▶ [Text section]:
With a few exceptions, I don't normally connect with poems published before the 20th century. They feel too grandiose (case in point: the exclamation point at the end of the stanza above), too large to find a way in. The camera is "zoomed out," as one of my college professors would have said. I can't get close enough to see the intimacies, the brushstrokes, the imperfections that invite me into the poem in a human way.

As I write this now from my husband's parents' house, I hear my mother-in-law on the phone upstairs speaking to one of her other three children (all in their 40s). "Love you, kid," she says as she hangs up. That's what I'm looking for, I thought. A poem that expresses the purest, tender love a mother has for her child that prompts her, 40+ years after their birth, to still call them "kid." And that's what I like about the excerpt above: it gets at that timeless love, the love that remains regardless of illnesses, passings, disagreements. It's beyond that. It's above that.

In Eat Pray Love, Elizabeth Gilbert describes writing in her journal when she felt scared, lost, or drained. It's been a few years since I read the book, but I remember she talked about a voice that would emerge from the page and guide her forward. It was her own voice, of course--but a wiser, more honest part of herself that spoke only when she was willing to listen. I'm blessed that my mother lives just a few miles from me and I can call her or stop by when I'm overwhelmed with life, irrational fears, or anxiety.  And she's always there to help me dig for what's true, to tell me (and, more importantly, help me believe) that everything will be okay.  But when she's not immediately available and I have to find that voice to help me move forward, the voice of wisdom in my head is my mom.  If I can think about what she would say, what advice she would give, I'm always better off.  It's just one of the gifts she's given me, but it's one of the most valuable, guiding my writing, my work, and the way I live my life.

Happy Mother's Day to all the moms out there—and to my own, I love you.

▶ [Extracted material]:

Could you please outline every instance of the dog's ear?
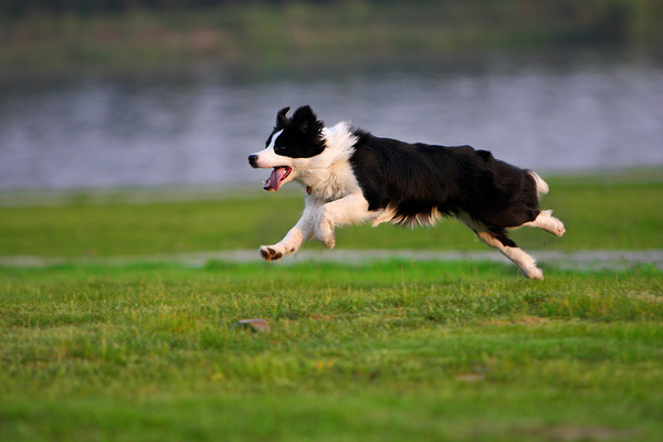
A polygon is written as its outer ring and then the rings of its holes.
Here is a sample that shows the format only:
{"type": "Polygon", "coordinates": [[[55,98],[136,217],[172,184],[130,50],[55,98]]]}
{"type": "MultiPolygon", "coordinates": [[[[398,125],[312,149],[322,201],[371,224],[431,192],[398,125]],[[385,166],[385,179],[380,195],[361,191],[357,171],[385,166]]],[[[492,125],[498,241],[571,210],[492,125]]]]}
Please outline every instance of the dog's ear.
{"type": "Polygon", "coordinates": [[[302,133],[323,130],[323,122],[319,122],[311,106],[302,106],[293,115],[293,126],[302,133]]]}
{"type": "Polygon", "coordinates": [[[290,106],[284,107],[283,109],[278,110],[278,113],[276,114],[276,128],[277,129],[283,129],[285,127],[285,125],[287,124],[286,114],[288,110],[290,110],[290,106]]]}

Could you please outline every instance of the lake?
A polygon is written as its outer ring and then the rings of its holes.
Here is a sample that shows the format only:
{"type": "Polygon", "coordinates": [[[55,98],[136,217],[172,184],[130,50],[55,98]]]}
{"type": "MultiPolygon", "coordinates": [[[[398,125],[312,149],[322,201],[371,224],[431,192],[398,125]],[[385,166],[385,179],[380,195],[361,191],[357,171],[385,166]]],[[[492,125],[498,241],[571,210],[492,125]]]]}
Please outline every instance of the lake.
{"type": "Polygon", "coordinates": [[[470,144],[543,173],[663,166],[663,67],[611,51],[362,67],[196,66],[4,77],[0,190],[261,186],[284,106],[377,136],[470,144]]]}

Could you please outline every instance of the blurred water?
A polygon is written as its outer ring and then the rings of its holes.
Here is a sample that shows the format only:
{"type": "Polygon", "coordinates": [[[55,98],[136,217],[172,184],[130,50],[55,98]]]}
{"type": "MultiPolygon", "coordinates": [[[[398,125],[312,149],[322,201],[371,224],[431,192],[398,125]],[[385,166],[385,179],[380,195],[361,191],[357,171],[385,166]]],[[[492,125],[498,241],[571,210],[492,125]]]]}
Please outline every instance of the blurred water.
{"type": "Polygon", "coordinates": [[[4,80],[0,190],[259,186],[266,172],[246,156],[277,109],[301,104],[329,125],[470,144],[543,172],[663,165],[656,63],[535,54],[425,66],[4,80]]]}

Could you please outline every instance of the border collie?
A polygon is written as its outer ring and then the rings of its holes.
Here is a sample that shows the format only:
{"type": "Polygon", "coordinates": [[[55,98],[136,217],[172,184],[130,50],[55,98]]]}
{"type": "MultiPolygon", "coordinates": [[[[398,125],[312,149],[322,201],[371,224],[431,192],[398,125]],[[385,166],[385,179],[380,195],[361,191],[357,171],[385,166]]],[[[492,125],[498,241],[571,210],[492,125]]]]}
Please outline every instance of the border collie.
{"type": "Polygon", "coordinates": [[[348,123],[325,127],[309,106],[299,107],[292,118],[288,110],[277,113],[266,148],[249,156],[252,167],[273,168],[265,190],[297,181],[306,191],[295,227],[276,244],[260,248],[265,260],[296,252],[313,235],[330,249],[337,225],[432,225],[442,215],[453,215],[525,276],[544,277],[536,261],[506,231],[527,225],[558,236],[565,232],[551,210],[539,210],[548,185],[534,171],[470,146],[378,138],[348,123]]]}

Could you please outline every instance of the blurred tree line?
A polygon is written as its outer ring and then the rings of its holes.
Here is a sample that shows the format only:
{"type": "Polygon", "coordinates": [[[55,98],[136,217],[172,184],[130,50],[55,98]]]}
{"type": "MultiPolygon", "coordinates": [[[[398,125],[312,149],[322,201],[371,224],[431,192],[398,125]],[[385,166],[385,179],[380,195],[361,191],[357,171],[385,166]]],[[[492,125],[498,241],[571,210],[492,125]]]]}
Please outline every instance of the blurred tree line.
{"type": "Polygon", "coordinates": [[[0,66],[583,44],[660,53],[663,0],[0,0],[0,66]]]}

▶ [Exercise prompt]: Extract the full Mother's Day reflection above word for word, keeping every sentence and paragraph unchanged.

▶ [Output for this task]:
With a few exceptions, I don't normally connect with poems published before the 20th century. They feel too grandiose (case in point: the exclamation point at the end of the stanza above), too large to find a way in. The camera is "zoomed out," as one of my college professors would have said. I can't get close enough to see the intimacies, the brushstrokes, the imperfections that invite me into the poem in a human way.

As I write this now from my husband's parents' house, I hear my mother-in-law on the phone upstairs speaking to one of her other three children (all in their 40s). "Love you, kid," she says as she hangs up. That's what I'm looking for, I thought. A poem that expresses the purest, tender love a mother has for her child that prompts her, 40+ years after their birth, to still call them "kid." And that's what I like about the excerpt above: it gets at that timeless love, the love that remains regardless of illnesses, passings, disagreements. It's beyond that. It's above that.

In Eat Pray Love, Elizabeth Gilbert describes writing in her journal when she felt scared, lost, or drained. It's been a few years since I read the book, but I remember she talked about a voice that would emerge from the page and guide her forward. It was her own voice, of course--but a wiser, more honest part of herself that spoke only when she was willing to listen. I'm blessed that my mother lives just a few miles from me and I can call her or stop by when I'm overwhelmed with life, irrational fears, or anxiety.  And she's always there to help me dig for what's true, to tell me (and, more importantly, help me believe) that everything will be okay.  But when she's not immediately available and I have to find that voice to help me move forward, the voice of wisdom in my head is my mom.  If I can think about what she would say, what advice she would give, I'm always better off.  It's just one of the gifts she's given me, but it's one of the most valuable, guiding my writing, my work, and the way I live my life.

Happy Mother's Day to all the moms out there—and to my own, I love you.